■ **Actions to take**:
**a)** Reproduce the passage of the film review verbatim, starting with "The youngest of" and going on through "remember the name).".
**b)** Extend the review of The Story of Me, picking up after its last sentence.

■ **Passage for review**:
The Story of Me (O Contador de Histórias)

By 31 August, 2010

The Story of Me follows the early life of the celebrated Brazilian storyteller Roberto Carlos Ramos. It is significant that he is identified as a storyteller rather than a writer not only because he mostly writes children’s books but also because of the strong oral tradition which he keeps in his live performances, of which we are treated to an example of during the credits. But for the most part, this is not a biopic, it is just a story about a troubled child and the young French pedagogue who was determined to persevere with him. This is especially handy for those outside the Portuguese-speaking world of Ramos’ fame, and also because the film remains quite squarely in the vein of other recent Brazilian cinema by focusing on the lives of the street child underclass who come out of the favelas.

The youngest of 10 children, Roberto Carlos, is sent to a new government initiative which gives poverty-stricken families the chance to give their children a better life. His mother was spurred on by a TV advertisement describing FEBEM (Faith, Education, Basic manners, Expectation, Morals – Not a real acronym, more of a mnemonic device to help the illiterate parents remember the name).

■ **Raw data**:
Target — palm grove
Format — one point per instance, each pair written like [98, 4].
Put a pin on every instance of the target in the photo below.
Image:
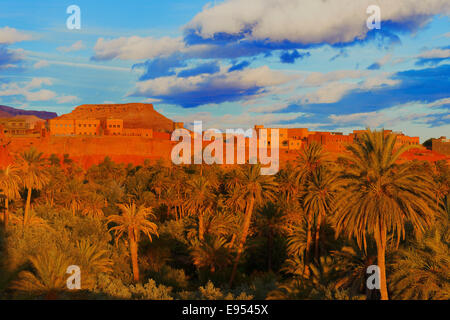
[190, 232]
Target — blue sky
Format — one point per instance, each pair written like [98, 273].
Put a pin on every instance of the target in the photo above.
[236, 63]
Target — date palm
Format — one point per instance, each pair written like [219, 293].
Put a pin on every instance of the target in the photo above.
[133, 221]
[72, 195]
[212, 254]
[379, 195]
[9, 187]
[93, 205]
[312, 157]
[200, 201]
[319, 198]
[254, 190]
[34, 174]
[48, 275]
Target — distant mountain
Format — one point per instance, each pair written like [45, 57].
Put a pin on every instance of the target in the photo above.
[134, 115]
[9, 112]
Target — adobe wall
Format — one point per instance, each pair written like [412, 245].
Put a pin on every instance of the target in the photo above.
[92, 150]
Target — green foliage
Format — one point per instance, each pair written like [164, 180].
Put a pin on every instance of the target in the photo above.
[210, 219]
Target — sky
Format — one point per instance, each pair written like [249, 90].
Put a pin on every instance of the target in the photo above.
[236, 63]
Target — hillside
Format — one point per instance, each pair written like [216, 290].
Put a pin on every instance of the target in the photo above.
[9, 112]
[134, 115]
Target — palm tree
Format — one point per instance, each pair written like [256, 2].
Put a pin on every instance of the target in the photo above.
[9, 187]
[270, 223]
[379, 196]
[211, 253]
[48, 276]
[132, 222]
[92, 260]
[422, 270]
[34, 174]
[319, 198]
[72, 195]
[200, 200]
[312, 157]
[288, 180]
[93, 203]
[254, 190]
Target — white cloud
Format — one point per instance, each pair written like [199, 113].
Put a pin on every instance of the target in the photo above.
[392, 117]
[66, 99]
[332, 88]
[435, 53]
[136, 48]
[41, 64]
[244, 79]
[10, 35]
[25, 89]
[319, 78]
[77, 46]
[307, 21]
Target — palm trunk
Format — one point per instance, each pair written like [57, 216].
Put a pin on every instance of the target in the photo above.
[27, 207]
[316, 250]
[5, 218]
[246, 227]
[270, 248]
[134, 261]
[381, 260]
[308, 243]
[201, 227]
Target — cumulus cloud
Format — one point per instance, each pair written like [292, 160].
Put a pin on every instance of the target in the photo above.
[25, 89]
[66, 99]
[435, 53]
[319, 78]
[10, 35]
[308, 21]
[10, 57]
[290, 57]
[378, 92]
[434, 56]
[77, 46]
[41, 64]
[211, 88]
[136, 48]
[390, 117]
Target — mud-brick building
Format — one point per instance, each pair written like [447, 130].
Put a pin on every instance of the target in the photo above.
[441, 145]
[14, 127]
[87, 127]
[112, 127]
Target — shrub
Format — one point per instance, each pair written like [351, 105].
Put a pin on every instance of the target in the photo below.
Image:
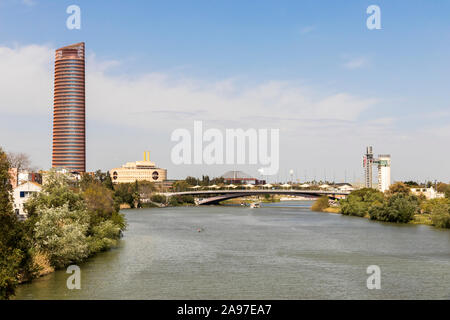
[358, 202]
[159, 198]
[398, 208]
[61, 234]
[440, 215]
[104, 236]
[188, 199]
[320, 204]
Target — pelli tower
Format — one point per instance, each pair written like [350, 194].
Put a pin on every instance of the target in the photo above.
[384, 169]
[367, 165]
[384, 172]
[69, 150]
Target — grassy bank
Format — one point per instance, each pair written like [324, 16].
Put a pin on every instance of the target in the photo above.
[397, 205]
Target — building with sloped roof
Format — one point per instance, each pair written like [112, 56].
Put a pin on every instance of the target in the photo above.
[239, 177]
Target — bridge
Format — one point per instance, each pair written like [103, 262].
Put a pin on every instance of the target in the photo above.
[216, 196]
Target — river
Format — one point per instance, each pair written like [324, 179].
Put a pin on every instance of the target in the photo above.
[279, 251]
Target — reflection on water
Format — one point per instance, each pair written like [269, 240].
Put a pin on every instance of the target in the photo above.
[279, 251]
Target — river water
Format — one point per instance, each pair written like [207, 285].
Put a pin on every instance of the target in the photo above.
[279, 251]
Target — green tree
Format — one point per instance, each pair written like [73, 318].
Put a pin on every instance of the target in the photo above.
[61, 234]
[359, 201]
[320, 204]
[440, 214]
[398, 208]
[15, 245]
[399, 187]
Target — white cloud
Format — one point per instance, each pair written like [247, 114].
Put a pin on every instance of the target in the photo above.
[129, 113]
[307, 29]
[357, 63]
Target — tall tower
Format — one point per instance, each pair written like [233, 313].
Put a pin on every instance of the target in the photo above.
[367, 164]
[384, 172]
[69, 137]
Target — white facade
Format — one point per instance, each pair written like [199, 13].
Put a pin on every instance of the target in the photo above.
[429, 193]
[384, 172]
[21, 194]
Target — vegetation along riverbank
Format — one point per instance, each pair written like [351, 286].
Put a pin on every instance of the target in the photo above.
[68, 221]
[397, 205]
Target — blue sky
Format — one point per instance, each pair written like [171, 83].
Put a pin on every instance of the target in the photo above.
[323, 47]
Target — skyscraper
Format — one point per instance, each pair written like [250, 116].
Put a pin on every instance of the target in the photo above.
[69, 149]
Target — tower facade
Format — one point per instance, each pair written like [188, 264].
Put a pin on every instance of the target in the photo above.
[384, 172]
[367, 164]
[69, 114]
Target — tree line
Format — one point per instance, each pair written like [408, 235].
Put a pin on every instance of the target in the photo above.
[68, 221]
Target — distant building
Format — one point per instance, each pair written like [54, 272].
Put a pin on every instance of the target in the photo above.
[13, 177]
[239, 177]
[21, 194]
[69, 113]
[384, 172]
[19, 177]
[25, 175]
[384, 169]
[429, 193]
[139, 170]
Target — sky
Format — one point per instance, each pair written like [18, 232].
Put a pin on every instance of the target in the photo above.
[311, 69]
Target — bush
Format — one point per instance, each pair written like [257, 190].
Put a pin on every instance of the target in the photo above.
[61, 234]
[188, 199]
[440, 215]
[358, 202]
[320, 204]
[104, 236]
[159, 198]
[173, 201]
[398, 208]
[16, 261]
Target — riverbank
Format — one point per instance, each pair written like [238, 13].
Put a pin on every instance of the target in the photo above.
[285, 252]
[397, 205]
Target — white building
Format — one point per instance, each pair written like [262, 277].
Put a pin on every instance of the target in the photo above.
[21, 194]
[384, 172]
[429, 193]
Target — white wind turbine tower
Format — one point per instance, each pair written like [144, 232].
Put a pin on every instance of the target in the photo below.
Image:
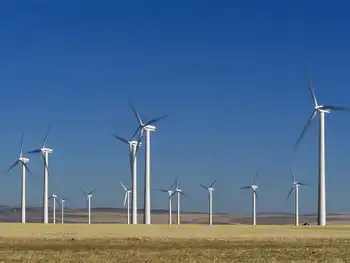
[148, 128]
[45, 153]
[88, 198]
[62, 201]
[321, 110]
[127, 201]
[133, 168]
[22, 160]
[210, 191]
[179, 192]
[254, 188]
[295, 187]
[53, 197]
[170, 192]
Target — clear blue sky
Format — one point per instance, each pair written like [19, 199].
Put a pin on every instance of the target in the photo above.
[232, 74]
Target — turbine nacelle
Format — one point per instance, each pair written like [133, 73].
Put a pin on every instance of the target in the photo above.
[321, 108]
[23, 159]
[46, 150]
[149, 128]
[134, 143]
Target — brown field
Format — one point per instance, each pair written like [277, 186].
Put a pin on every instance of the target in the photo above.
[161, 243]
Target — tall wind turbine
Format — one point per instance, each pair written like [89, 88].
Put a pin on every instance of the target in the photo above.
[170, 192]
[62, 201]
[210, 191]
[127, 200]
[88, 198]
[45, 153]
[178, 192]
[295, 187]
[53, 197]
[22, 160]
[321, 110]
[148, 128]
[254, 188]
[133, 168]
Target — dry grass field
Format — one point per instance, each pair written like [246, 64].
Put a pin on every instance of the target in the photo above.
[161, 243]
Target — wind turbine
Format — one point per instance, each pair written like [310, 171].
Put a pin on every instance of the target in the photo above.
[45, 153]
[127, 200]
[148, 128]
[321, 110]
[179, 192]
[88, 197]
[254, 188]
[295, 187]
[62, 201]
[133, 168]
[210, 191]
[53, 197]
[170, 192]
[22, 160]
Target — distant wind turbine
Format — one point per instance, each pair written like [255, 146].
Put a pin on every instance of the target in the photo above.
[88, 198]
[210, 191]
[133, 147]
[148, 128]
[170, 192]
[295, 188]
[321, 110]
[22, 160]
[254, 188]
[179, 192]
[62, 201]
[53, 197]
[127, 201]
[45, 154]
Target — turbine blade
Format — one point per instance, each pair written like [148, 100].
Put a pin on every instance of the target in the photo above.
[336, 108]
[173, 185]
[125, 197]
[47, 133]
[92, 191]
[213, 183]
[136, 114]
[174, 193]
[120, 139]
[35, 151]
[83, 191]
[291, 174]
[137, 130]
[27, 169]
[22, 137]
[123, 186]
[157, 119]
[13, 165]
[290, 192]
[182, 193]
[204, 186]
[139, 141]
[256, 176]
[45, 163]
[311, 90]
[305, 128]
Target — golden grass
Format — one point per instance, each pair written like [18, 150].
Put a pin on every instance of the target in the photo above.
[161, 243]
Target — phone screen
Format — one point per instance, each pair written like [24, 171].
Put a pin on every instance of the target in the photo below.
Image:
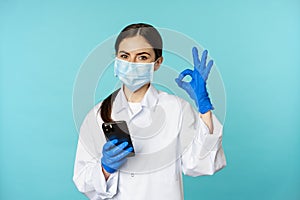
[118, 130]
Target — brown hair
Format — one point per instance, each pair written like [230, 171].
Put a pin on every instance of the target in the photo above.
[152, 36]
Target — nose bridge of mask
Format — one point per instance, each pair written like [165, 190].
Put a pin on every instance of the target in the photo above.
[133, 68]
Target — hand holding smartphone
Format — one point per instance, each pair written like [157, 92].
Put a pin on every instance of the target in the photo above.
[118, 130]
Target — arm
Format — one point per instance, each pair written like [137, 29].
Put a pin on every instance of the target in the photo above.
[205, 155]
[207, 118]
[88, 175]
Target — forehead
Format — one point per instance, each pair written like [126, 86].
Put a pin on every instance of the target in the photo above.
[135, 44]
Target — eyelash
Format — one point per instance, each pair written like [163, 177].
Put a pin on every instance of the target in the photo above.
[140, 57]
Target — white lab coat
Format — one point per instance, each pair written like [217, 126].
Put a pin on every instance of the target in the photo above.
[169, 138]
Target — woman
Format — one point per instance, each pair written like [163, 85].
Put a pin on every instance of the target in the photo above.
[169, 137]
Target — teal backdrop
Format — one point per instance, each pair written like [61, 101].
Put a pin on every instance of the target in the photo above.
[255, 43]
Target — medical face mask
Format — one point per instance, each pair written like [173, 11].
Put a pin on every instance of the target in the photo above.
[133, 75]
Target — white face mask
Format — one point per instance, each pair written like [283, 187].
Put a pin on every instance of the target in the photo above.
[134, 75]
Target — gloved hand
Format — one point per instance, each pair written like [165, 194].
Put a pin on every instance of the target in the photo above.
[114, 156]
[196, 88]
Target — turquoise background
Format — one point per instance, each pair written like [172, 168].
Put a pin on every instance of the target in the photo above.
[255, 43]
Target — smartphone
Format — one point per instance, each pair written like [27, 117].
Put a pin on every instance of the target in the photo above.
[118, 130]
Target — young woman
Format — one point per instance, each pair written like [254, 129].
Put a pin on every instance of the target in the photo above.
[169, 136]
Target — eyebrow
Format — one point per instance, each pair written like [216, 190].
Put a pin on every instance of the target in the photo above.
[144, 52]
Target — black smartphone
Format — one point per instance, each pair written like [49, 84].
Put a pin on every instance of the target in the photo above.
[118, 130]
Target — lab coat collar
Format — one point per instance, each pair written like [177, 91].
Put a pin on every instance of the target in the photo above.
[149, 100]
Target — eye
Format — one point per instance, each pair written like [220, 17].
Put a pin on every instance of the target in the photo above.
[143, 58]
[124, 56]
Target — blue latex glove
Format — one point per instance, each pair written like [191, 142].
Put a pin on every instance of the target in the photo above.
[114, 156]
[196, 88]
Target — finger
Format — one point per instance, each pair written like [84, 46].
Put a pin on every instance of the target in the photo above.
[121, 155]
[118, 164]
[117, 149]
[185, 73]
[209, 66]
[203, 58]
[195, 56]
[185, 85]
[110, 144]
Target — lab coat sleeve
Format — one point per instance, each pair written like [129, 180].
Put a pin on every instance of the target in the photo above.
[88, 176]
[205, 155]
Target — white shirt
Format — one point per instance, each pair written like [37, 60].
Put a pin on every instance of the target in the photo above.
[169, 139]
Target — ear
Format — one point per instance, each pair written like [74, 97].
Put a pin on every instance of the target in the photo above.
[158, 63]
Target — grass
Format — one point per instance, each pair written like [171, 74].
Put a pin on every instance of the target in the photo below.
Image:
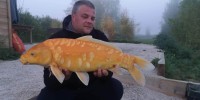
[8, 54]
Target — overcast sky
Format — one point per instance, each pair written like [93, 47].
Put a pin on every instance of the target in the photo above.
[147, 13]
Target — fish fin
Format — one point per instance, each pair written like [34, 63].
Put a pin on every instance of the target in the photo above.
[137, 75]
[83, 76]
[89, 38]
[57, 73]
[144, 64]
[116, 70]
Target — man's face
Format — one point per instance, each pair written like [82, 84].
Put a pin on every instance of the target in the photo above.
[83, 20]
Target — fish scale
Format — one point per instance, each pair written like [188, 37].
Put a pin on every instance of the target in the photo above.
[83, 55]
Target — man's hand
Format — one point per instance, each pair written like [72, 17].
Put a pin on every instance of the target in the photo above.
[67, 74]
[101, 73]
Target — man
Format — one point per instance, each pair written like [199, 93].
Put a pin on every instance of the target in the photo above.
[101, 85]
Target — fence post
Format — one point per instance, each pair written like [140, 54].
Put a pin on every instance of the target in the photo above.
[161, 65]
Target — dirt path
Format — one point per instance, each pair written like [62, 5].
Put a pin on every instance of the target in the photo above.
[19, 82]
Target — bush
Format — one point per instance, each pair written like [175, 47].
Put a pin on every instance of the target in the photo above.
[8, 54]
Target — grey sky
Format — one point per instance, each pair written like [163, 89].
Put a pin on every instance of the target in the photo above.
[147, 13]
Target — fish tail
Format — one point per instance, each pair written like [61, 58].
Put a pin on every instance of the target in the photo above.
[128, 63]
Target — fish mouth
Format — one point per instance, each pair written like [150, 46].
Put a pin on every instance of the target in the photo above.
[23, 61]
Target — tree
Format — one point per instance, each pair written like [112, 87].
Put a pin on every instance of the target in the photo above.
[186, 26]
[171, 12]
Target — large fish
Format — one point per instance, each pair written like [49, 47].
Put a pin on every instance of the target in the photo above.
[83, 55]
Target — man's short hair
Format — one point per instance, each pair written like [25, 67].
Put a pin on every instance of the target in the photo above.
[82, 2]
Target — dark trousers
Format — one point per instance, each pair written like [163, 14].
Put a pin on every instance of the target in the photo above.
[109, 90]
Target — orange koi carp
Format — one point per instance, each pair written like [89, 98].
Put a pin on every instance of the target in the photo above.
[83, 55]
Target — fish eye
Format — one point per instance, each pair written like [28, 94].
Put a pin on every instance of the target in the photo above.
[32, 54]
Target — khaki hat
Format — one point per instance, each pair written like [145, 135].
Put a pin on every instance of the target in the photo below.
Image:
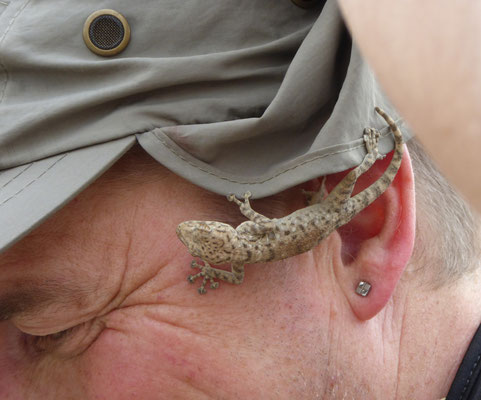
[231, 95]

■ **Written responses**:
**a)**
The youngest of 10 children, Roberto Carlos, is sent to a new government initiative which gives poverty-stricken families the chance to give their children a better life. His mother was spurred on by a TV advertisement describing FEBEM (Faith, Education, Basic manners, Expectation, Morals – Not a real acronym, more of a mnemonic device to help the illiterate parents remember the name).

**b)**
True to the storytelling idea throughout, the film doesn’t unravel in chronological order. More is learned about Roberto Carlos gradually, in layers, as he opens up to Margherit, the pedagogue, who is determined to crack his tough shell to get at ‘his story’.

He naturally has the storytelling instinct inside him, and the first one he tells is an elaborate lie, illustrated by a cutaway shot of an idealised 70s family with afros robbing a bank. But rather than being twee, this is actually really funny, and the other fantasy scenes are also well served by the imaginative lines in the dialogue.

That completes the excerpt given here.